++++ RECORDED INFORMATION

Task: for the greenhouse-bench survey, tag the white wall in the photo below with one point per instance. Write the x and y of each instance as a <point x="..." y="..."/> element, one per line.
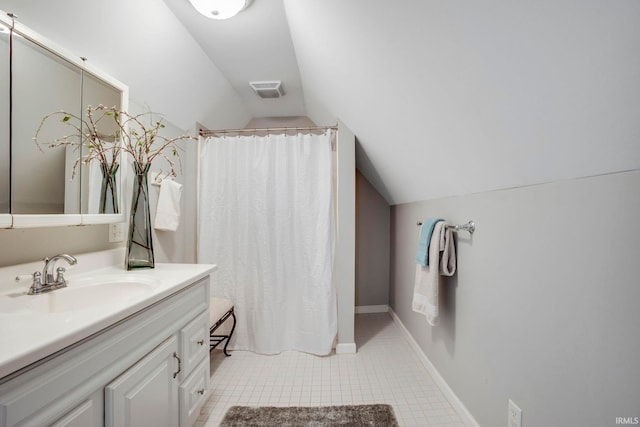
<point x="474" y="96"/>
<point x="544" y="306"/>
<point x="373" y="236"/>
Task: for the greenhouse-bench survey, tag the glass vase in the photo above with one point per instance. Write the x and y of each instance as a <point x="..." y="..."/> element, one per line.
<point x="140" y="244"/>
<point x="109" y="189"/>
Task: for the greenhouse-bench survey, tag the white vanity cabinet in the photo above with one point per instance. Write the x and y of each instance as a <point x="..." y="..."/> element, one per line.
<point x="149" y="369"/>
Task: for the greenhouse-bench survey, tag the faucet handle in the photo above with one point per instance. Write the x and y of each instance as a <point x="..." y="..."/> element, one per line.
<point x="60" y="275"/>
<point x="36" y="281"/>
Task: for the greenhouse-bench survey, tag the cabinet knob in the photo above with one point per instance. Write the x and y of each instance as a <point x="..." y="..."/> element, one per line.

++++++++

◆ WORK TO BE COMPLETED:
Return the lines above exactly as they appear, leaving the pictures out of your answer.

◆ SOLUTION FOR THIS TASK:
Task: for the greenhouse-bench survey, tag the white wall in the photo below with one point per instance. Write the x and y of each instance as a <point x="..." y="..."/> element, one per line.
<point x="474" y="96"/>
<point x="544" y="306"/>
<point x="373" y="236"/>
Task: for the greenhouse-bench survey, tag the glass vase in the photo above with one point per instance. Write the x and y of each instance as a <point x="..." y="..."/> element, one per line.
<point x="140" y="244"/>
<point x="109" y="189"/>
Task: for the greenhouse-bench survey, tag the white vanity cabinet in the photo above with one point per instance. Write the x and y of each instance as a <point x="..." y="..."/> element, one per line.
<point x="149" y="369"/>
Task: for the greenhouse-bench survey, tag the faucet handle in the photo above with one point per instance. Write the x and y of each instance as a <point x="..." y="..."/> element, one per line.
<point x="60" y="275"/>
<point x="36" y="281"/>
Task: for the greenhouse-bench survey, tag the cabinet knob in the photo above with one point per instance. Write the x and y of each instance as a <point x="..." y="..."/> element, one per line.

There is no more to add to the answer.